- **Stored entries**
-------

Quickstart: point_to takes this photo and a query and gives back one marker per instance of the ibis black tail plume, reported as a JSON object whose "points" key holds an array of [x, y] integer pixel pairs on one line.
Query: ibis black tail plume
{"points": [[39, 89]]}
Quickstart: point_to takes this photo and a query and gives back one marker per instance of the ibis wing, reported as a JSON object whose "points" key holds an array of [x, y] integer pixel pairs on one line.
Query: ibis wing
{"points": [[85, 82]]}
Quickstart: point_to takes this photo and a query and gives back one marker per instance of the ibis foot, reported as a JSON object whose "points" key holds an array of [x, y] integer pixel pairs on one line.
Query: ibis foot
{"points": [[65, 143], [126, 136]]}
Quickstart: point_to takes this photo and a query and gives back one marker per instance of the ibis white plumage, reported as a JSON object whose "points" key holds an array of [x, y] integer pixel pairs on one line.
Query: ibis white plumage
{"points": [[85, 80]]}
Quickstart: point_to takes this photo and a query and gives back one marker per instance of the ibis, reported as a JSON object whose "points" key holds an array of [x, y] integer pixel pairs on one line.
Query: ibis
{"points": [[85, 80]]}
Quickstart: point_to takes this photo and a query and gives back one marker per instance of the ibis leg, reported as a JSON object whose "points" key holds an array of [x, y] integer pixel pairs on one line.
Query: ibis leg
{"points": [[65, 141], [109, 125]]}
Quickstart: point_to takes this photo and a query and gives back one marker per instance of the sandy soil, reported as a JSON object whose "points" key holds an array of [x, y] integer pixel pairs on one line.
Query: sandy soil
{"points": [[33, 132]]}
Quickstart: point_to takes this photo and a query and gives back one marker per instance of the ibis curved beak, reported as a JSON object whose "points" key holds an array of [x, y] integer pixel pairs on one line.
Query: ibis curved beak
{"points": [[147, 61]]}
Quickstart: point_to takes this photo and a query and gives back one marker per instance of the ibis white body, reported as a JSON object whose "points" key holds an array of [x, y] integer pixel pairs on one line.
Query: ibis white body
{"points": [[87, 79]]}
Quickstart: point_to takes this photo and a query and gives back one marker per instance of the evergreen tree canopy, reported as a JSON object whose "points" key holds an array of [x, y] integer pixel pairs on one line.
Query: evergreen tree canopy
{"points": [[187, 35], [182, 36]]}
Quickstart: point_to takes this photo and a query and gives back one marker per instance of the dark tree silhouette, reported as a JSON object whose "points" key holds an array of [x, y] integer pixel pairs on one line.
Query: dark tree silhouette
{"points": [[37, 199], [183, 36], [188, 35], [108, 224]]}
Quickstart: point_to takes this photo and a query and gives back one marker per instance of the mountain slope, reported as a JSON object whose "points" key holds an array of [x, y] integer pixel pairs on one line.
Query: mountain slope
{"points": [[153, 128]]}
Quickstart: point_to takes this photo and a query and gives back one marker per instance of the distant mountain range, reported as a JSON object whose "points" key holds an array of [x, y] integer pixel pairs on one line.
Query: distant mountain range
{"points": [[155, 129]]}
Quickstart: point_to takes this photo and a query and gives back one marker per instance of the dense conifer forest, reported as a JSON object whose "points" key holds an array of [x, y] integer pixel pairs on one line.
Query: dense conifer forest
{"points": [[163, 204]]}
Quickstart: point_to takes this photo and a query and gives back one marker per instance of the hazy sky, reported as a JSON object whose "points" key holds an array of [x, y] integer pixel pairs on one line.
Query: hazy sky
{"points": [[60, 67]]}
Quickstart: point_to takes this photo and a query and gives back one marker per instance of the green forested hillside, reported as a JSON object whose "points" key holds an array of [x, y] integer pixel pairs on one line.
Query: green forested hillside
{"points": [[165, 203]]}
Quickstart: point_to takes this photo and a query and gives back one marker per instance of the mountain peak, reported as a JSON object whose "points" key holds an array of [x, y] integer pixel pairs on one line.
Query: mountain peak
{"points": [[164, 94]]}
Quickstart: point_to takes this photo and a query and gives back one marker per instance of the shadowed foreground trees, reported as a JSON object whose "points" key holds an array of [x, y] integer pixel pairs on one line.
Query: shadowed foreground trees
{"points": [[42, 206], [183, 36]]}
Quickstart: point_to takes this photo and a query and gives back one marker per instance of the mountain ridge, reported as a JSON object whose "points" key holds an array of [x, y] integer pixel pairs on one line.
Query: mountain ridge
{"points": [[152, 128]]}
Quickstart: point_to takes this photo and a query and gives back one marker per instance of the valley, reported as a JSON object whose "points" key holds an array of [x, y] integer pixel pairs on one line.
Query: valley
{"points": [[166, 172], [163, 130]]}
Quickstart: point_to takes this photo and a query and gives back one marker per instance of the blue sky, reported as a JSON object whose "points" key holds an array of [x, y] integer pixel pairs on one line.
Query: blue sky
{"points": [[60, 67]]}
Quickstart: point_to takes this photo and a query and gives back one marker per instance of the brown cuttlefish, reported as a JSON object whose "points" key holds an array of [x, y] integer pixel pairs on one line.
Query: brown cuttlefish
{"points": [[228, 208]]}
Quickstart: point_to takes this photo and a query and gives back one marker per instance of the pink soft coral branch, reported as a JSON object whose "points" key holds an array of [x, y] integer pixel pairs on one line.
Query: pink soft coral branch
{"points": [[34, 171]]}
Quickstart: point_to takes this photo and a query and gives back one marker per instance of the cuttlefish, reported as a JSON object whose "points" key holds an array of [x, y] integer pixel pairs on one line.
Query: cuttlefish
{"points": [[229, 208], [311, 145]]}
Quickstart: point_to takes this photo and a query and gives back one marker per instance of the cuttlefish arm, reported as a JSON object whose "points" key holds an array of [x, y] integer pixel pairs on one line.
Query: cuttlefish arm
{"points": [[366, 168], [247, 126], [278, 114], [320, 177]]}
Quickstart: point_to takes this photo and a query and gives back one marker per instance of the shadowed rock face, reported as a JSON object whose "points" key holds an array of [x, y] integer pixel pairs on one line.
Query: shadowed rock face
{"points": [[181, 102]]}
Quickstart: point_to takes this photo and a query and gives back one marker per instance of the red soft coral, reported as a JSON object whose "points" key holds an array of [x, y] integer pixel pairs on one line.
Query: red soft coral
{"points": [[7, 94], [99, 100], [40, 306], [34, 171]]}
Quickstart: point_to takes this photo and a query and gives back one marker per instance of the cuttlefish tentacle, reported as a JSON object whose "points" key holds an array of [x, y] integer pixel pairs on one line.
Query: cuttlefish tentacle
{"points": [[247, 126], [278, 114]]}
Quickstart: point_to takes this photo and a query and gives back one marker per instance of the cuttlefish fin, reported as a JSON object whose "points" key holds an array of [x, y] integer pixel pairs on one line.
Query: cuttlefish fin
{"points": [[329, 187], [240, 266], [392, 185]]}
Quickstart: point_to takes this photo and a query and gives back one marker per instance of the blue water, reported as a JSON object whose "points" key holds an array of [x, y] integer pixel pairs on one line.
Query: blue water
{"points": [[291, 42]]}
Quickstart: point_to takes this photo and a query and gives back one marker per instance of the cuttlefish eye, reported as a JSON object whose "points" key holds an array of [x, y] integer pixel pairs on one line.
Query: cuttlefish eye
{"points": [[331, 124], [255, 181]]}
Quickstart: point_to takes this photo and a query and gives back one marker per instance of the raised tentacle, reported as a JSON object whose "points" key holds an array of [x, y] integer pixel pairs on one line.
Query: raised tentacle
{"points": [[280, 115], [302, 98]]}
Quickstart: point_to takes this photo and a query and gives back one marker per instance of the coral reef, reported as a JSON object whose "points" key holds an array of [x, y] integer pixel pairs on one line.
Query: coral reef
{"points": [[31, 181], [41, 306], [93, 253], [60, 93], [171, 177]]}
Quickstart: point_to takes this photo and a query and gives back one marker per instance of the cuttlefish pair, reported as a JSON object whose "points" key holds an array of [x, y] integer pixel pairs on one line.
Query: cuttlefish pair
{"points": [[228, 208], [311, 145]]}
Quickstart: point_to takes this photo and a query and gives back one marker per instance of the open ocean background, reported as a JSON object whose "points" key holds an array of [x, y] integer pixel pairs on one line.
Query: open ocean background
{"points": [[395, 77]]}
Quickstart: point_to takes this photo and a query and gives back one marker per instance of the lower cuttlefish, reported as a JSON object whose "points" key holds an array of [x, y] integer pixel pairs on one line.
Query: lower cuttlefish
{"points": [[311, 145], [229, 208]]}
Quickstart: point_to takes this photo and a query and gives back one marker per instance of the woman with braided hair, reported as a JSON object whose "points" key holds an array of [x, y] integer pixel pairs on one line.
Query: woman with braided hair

-------

- **Task instructions**
Please return each line of the data above in which the word "woman" occurs.

- **Answer section**
Quickstart: point_to takes this photo and a query and gives back one marker per instance of the woman with braided hair, reported as a JSON object whose "points" key holds an array of [x, y] integer pixel pairs on one line.
Query: woman with braided hair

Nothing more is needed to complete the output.